── Extracted entries

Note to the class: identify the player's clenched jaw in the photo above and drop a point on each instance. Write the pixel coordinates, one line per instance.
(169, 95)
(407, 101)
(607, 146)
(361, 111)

────

Task description: Provide an exact transcription of every entry above.

Worked solution:
Note to the class: identify the player's clenched jaw in the photo above and drop a point on each instance. Write the pixel coordinates, one line per instance.
(169, 95)
(407, 101)
(607, 146)
(361, 111)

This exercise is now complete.